# Listed entries
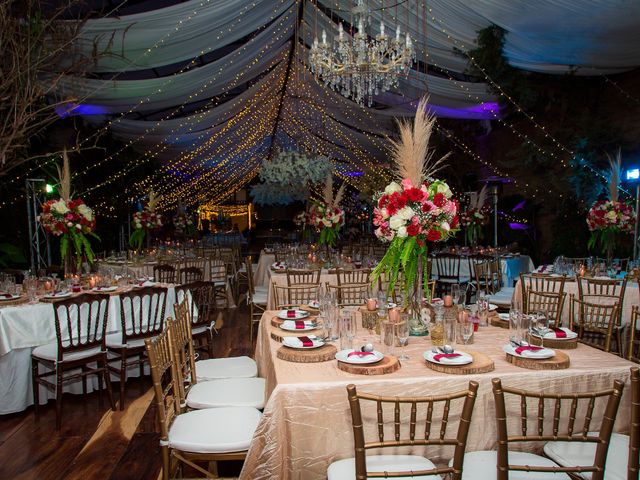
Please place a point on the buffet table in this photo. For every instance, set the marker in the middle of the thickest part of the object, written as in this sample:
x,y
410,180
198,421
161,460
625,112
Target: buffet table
x,y
307,423
24,327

# Task brief
Transcribe all of the data above word for word, leaving out the pictures.

# Reply
Please place a point on the buffet table in this photo. For every instance, set the marker in the middle of the thickest part of the object, written as in this sample:
x,y
410,180
198,421
161,460
625,112
Target: buffet table
x,y
307,423
24,327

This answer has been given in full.